## SUPPLIED ENTRIES:
"""

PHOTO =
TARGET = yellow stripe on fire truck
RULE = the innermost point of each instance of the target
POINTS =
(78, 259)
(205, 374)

"""

## EXERCISE:
Rescale the items above by rewriting every line, requests included, with each point coordinate multiplied by 1.3 and rounded to the nearest whole number, halves rounding up.

## FINAL ANSWER:
PHOTO =
TARGET = yellow stripe on fire truck
RULE = the innermost point of each instance of the target
POINTS =
(101, 337)
(267, 486)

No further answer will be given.